WHAT TO WORK ON: Check which lines in the records hold "worker" and report how many there are, with no other text.

___ MATERIAL TO PROCESS

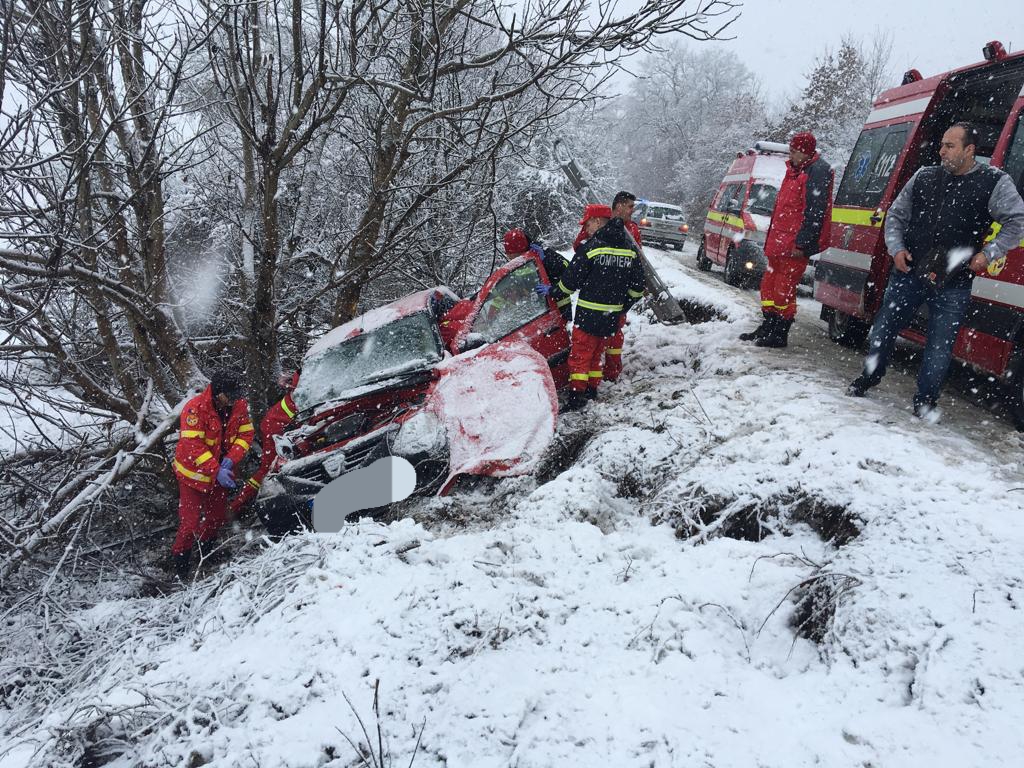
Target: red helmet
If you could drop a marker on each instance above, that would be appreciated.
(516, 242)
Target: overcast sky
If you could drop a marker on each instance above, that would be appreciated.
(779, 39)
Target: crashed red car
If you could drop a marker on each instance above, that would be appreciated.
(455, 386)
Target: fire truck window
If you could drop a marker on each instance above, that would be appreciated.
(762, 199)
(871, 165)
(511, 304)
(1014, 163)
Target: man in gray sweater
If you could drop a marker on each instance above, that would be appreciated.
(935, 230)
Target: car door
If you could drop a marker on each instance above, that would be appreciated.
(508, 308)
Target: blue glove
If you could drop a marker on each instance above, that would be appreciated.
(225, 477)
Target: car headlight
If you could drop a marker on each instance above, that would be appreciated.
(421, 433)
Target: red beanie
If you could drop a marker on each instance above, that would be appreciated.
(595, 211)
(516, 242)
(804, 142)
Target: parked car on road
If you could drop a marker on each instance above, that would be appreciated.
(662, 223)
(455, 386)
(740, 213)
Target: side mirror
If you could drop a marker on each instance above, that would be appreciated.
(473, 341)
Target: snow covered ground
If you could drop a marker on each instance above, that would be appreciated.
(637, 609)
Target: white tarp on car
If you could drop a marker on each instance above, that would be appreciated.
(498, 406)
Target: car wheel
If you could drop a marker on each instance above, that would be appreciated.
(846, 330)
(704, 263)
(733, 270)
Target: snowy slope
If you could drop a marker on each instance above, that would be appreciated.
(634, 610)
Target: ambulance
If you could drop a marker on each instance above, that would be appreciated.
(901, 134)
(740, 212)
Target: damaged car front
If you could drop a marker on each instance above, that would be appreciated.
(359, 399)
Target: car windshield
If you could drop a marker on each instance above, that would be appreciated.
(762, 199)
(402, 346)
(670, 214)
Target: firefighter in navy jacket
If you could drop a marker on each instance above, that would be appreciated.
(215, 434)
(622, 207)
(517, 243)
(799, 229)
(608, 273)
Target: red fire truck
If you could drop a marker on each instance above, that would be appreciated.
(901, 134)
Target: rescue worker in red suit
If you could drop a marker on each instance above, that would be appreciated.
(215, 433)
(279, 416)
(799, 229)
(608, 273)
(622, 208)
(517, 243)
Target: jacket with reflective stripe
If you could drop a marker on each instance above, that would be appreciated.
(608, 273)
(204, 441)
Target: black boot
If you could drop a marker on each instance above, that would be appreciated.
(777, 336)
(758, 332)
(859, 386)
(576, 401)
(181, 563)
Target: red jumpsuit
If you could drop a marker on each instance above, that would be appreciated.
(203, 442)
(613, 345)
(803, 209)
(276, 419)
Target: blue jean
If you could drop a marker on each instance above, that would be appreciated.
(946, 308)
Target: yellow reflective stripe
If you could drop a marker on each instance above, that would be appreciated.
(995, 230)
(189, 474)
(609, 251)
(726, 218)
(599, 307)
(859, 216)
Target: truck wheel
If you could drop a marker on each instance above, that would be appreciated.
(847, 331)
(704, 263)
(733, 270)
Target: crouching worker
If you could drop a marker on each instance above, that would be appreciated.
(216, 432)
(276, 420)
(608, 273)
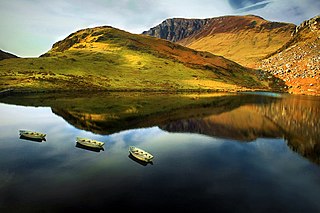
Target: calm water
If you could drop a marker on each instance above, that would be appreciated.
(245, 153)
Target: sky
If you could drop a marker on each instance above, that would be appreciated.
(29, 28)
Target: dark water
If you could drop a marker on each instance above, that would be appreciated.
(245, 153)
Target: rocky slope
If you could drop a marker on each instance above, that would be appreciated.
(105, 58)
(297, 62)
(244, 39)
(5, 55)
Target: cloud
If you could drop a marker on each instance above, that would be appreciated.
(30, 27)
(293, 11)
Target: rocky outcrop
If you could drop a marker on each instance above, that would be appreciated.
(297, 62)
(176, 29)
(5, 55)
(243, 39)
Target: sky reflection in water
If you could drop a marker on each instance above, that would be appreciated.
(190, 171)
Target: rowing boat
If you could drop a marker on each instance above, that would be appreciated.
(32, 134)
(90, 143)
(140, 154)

______

SOLUTION FOR THIS PROBLEM: 2